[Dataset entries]
************

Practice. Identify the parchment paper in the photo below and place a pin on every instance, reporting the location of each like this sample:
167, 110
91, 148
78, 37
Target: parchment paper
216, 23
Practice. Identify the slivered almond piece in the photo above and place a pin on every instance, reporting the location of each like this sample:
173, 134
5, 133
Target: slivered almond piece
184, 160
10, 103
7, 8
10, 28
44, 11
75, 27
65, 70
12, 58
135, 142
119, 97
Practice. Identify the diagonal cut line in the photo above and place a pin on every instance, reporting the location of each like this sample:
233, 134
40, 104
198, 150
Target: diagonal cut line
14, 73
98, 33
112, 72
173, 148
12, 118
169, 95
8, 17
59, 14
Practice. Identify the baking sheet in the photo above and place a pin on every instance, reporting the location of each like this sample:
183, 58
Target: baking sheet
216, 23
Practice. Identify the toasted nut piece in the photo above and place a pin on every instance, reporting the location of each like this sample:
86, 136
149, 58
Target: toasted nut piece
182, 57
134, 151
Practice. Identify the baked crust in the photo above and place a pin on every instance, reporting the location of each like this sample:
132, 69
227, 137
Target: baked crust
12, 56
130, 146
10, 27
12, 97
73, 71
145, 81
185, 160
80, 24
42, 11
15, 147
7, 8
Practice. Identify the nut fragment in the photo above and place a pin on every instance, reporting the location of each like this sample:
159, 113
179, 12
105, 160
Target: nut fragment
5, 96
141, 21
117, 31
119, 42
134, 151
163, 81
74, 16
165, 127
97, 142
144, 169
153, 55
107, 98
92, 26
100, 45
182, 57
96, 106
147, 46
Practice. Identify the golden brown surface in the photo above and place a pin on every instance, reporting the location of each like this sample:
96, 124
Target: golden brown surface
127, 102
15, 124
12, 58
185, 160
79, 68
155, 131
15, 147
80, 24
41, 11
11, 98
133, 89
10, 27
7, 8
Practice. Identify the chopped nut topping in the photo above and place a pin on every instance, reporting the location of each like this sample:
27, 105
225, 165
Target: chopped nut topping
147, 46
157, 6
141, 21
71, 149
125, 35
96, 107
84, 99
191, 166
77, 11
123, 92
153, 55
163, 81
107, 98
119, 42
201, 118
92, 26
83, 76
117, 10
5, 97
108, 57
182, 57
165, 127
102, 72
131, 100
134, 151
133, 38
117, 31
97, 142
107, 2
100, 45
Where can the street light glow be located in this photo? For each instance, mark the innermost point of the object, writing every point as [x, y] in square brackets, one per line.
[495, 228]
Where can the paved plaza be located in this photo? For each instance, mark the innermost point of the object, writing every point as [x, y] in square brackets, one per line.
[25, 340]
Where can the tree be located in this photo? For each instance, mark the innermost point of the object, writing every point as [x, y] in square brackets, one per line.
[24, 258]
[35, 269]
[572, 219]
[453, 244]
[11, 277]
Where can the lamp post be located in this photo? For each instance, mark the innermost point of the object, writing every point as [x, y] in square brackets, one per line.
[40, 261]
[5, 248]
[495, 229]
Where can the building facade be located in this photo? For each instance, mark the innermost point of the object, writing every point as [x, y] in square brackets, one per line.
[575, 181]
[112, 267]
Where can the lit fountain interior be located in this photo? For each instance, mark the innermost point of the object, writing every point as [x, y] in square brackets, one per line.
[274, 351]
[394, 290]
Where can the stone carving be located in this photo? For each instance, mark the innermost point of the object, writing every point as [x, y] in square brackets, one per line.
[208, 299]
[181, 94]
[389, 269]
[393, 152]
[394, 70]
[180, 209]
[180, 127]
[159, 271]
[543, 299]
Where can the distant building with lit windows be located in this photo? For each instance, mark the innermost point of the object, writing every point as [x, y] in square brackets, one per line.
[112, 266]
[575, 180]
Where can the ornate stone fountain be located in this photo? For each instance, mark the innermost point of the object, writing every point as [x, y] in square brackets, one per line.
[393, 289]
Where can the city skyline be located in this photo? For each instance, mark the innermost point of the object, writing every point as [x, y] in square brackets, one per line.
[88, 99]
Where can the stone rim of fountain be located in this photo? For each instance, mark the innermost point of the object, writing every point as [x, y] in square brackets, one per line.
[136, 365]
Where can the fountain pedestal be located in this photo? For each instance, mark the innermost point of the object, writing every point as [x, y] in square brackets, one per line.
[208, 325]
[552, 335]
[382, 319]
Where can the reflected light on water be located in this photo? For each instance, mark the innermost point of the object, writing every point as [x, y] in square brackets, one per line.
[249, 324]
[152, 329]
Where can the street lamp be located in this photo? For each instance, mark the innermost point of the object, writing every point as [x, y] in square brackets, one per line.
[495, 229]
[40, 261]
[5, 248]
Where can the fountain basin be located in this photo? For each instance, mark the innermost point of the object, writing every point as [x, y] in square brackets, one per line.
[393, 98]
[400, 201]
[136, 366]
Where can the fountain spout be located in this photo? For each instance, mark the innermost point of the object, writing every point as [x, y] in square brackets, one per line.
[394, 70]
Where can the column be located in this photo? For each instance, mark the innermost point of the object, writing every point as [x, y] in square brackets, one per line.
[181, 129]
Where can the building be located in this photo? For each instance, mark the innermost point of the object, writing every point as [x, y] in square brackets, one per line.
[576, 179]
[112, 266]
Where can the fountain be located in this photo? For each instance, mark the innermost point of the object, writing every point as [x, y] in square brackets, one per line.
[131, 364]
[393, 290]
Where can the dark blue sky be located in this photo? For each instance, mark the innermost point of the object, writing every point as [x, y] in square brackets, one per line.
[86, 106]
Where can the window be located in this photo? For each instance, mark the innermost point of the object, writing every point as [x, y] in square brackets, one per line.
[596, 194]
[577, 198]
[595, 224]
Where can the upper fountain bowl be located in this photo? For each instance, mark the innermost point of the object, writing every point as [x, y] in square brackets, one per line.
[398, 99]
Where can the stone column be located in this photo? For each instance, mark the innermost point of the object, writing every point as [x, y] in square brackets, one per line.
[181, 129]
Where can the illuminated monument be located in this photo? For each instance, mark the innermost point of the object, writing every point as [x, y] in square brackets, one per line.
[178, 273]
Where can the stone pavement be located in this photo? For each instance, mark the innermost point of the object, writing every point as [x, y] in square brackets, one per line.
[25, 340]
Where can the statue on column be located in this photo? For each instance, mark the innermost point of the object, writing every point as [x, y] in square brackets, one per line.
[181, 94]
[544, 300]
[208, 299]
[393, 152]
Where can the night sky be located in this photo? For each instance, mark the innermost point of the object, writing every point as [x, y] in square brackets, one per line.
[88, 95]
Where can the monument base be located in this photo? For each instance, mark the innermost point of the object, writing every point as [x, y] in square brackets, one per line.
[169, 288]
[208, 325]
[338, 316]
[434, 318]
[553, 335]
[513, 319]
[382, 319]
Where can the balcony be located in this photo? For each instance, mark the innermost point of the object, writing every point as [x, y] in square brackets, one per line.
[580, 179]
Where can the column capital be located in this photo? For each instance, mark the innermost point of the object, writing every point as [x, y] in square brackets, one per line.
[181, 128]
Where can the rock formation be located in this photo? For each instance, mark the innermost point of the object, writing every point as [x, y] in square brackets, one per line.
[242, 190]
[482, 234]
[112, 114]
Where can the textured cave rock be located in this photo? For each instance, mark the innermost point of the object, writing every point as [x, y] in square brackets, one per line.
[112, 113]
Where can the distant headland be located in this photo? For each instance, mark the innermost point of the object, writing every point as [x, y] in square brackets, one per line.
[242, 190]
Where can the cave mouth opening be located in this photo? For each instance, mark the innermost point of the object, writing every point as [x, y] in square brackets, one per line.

************

§ **PROBLEM DESCRIPTION**:
With every line intact, print the records above again.

§ **SOLUTION TO THE EXERCISE**:
Practice. Identify the parchment paper in the photo below and place a pin on every instance, reporting the location of each like this sample:
167, 110
91, 148
78, 37
Target: parchment paper
216, 23
Practice. Identify the slivered almond piece in the photo above and place a pin on every instance, reporting the location of each like this sample:
173, 134
5, 133
Target: slivered almond piece
184, 160
10, 103
7, 8
10, 28
44, 11
75, 27
65, 70
12, 58
135, 142
119, 97
Practice. Identify the diagonal cut line in the photo above and place a pin on every instance, reporting the location of each like this sample:
233, 134
40, 104
198, 150
Target: diagonal cut line
14, 73
98, 33
112, 72
173, 148
12, 118
169, 95
8, 17
59, 14
Practice. Identify the baking sheet in the photo above and place a pin on every instance, reporting the location of each like this sample:
183, 58
Target: baking sheet
216, 23
Practice. Identify the toasted nut piece in the photo above and place a pin on every instance, reporting the location of each like this sample:
86, 136
149, 58
Target: toasted nut piece
182, 57
134, 151
Practice. Identify the baked crust in the photo above and place a pin on every instance, reporting the location of each like this sample:
132, 69
227, 137
Target: baked crust
12, 56
130, 146
10, 27
12, 97
73, 71
145, 81
185, 160
80, 24
42, 11
15, 147
7, 8
Practice. Identify the nut fragment in the photo above and place a pin on every instance, reporting the location of each like this sample:
159, 113
179, 12
105, 160
Target: nut fragment
5, 96
141, 21
117, 31
119, 42
134, 151
163, 81
74, 16
165, 127
97, 142
144, 169
153, 55
107, 98
92, 26
100, 45
182, 57
96, 106
147, 46
Practice. Identify the golden brown surface in the photo above and place a pin on every instance, reporting the location of each like this sample:
96, 124
Target: golden brown surface
127, 102
15, 124
12, 58
185, 160
79, 68
155, 131
15, 147
80, 24
41, 11
11, 98
133, 89
10, 27
7, 8
Practice. Identify the chopped nut topping in the photo above and place a pin on every instance, reporting the location of each like this sample:
27, 105
225, 165
Target: chopped nut topping
147, 46
157, 6
141, 21
71, 149
125, 35
96, 107
84, 99
191, 166
77, 11
123, 92
153, 55
163, 81
107, 98
119, 42
201, 118
92, 26
83, 76
117, 10
5, 97
108, 57
182, 57
165, 127
102, 72
131, 100
134, 151
133, 38
117, 31
97, 142
107, 2
100, 45
Where can the street light glow be located in this photo? For each instance, mark the innermost point of the object, writing every point as [x, y] in square brackets, one per line.
[495, 228]
Where can the paved plaza be located in this photo? For each instance, mark the innermost point of the object, writing every point as [x, y] in square brackets, one per line.
[25, 340]
Where can the tree be located in this photo? For each instance, mark the innermost point of the object, writing every point as [x, y] in square brackets, one per line.
[24, 258]
[35, 269]
[572, 219]
[453, 244]
[11, 277]
Where can the lamp post be located in this photo? For each instance, mark the innermost point of the object, writing every point as [x, y] in square brackets, one per line.
[40, 261]
[5, 248]
[495, 229]
Where can the building facade be located in this photo? For each instance, mark the innermost point of the object, writing every point as [x, y] in square brackets, one per line.
[575, 181]
[112, 267]
Where can the lit fountain interior be located in this photo? For each instance, mark the innermost point of the object, writing every point as [x, y] in square brackets, one per line.
[274, 351]
[394, 290]
Where can the stone carving be located in this photo? For each instance, mark the innermost point of the object, writing every point as [x, y] in square brackets, one per line.
[208, 299]
[181, 94]
[389, 269]
[393, 152]
[394, 70]
[180, 209]
[180, 127]
[159, 271]
[543, 299]
Where can the distant building with lit windows be located in this photo? For each instance, mark the innermost point of the object, writing every point as [x, y] in square brackets, one per line.
[112, 266]
[575, 180]
Where can the ornate stone fountain be located in this photo? For each instance, mark the innermost point of the object, writing every point as [x, y] in square brackets, one per line.
[393, 289]
Where can the city skyline be located in this photo? For each instance, mark the innermost point of the object, writing every point as [x, y] in square brackets, one per line.
[88, 99]
Where can the stone rim of fountain be located in this photo? For each instance, mark the innermost point of the object, writing every point as [x, y] in square brackets, one per line.
[136, 365]
Where can the fountain pedestal be located in this photo? For each instance, mark the innermost point of the object, writing every point as [x, y] in square brackets, one per line.
[208, 325]
[552, 335]
[382, 319]
Where can the reflected light on water be located in this photo? For each instance, mark the innermost point of the object, writing every point as [x, y] in square brackets, one per line.
[249, 324]
[152, 329]
Where can the street lamp be located in this photo? For each instance, mark the innermost point of the object, writing every point as [x, y] in square brackets, one per line.
[495, 229]
[40, 261]
[5, 248]
Where can the fountain basin be located in this photo? For each instance, mark the innermost point of the object, writing every point as [x, y] in square brackets, one per line.
[393, 98]
[400, 201]
[136, 366]
Where can the fountain spout be located in this photo? For each instance, mark the innermost point of the object, writing every point as [x, y] in square brackets, one per line.
[394, 70]
Where can the column be located in this photo? For each instance, mark the innermost point of the object, writing every point as [x, y] in square brackets, one per line.
[181, 129]
Where can the building be located in this photo? For each instance, mark the innermost point of the object, writing every point as [x, y] in square brackets, one per line.
[576, 179]
[112, 266]
Where can the fountain be located in this photo? For each instance, mark the innermost point of the object, writing every point as [x, y] in square brackets, one per line.
[131, 364]
[393, 290]
Where can the dark blue sky be located in this photo? For each instance, mark the innermost point of the object, writing every point as [x, y] in square brackets, one per line.
[86, 106]
Where can the window be located in this photo? For each instance, mark the innermost point of the object, writing every point as [x, y] in square brackets, one per line.
[596, 194]
[577, 198]
[595, 224]
Where can the upper fountain bowl be located in this photo? For each instance, mark the innermost point of the object, writing every point as [x, y] in square brackets, one per line.
[398, 99]
Where can the stone column be located in this photo? For each instance, mark the innermost point of the object, writing every point as [x, y] in square brackets, one per line.
[181, 129]
Where can the illuminated monument be located in this photo? For each instance, mark the innermost point of the object, writing every point as [x, y] in square brackets, one per line.
[178, 273]
Where can the stone pavement be located in this photo? For each instance, mark the innermost point of the object, writing every point as [x, y] in square brackets, one per line.
[25, 340]
Where can the statue on column be located in this photo? For each instance, mark the innermost point of the object, writing every point as [x, y] in square brackets, one per line.
[181, 94]
[544, 300]
[208, 299]
[393, 152]
Where can the night sky be located in this photo? For each instance, mark the innermost point of the object, writing every point as [x, y] in square brackets, one per line.
[88, 95]
Where can the monument base be located in this photo? For each instance, mark the innermost point of the object, writing every point as [x, y] in square brackets, one per line.
[169, 288]
[208, 325]
[338, 316]
[434, 318]
[553, 335]
[513, 319]
[382, 319]
Where can the balcony be located in this photo? For each instance, mark the innermost point of the object, writing every point as [x, y] in square brackets, one per line.
[580, 179]
Where can the column capital be located in this photo? For each instance, mark the innermost point of the object, writing every point as [x, y] in square brackets, one per line.
[181, 128]
Where can the rock formation be located in this photo? For each instance, mark the innermost point of the object, writing every point as [x, y] in square brackets, one per line.
[242, 190]
[482, 234]
[112, 114]
Where can the textured cave rock be located in this photo? For each instance, mark the innermost point of the object, writing every point as [x, y] in square brackets, one per line.
[112, 113]
Where can the distant headland be located in this photo? For each instance, mark the innermost point of the object, writing every point as [x, y] in square brackets, one per line.
[242, 190]
Where can the cave mouth opening be located in this photo? For each instance, mark the innermost point of the object, writing every point as [x, y] in square brackets, one per line.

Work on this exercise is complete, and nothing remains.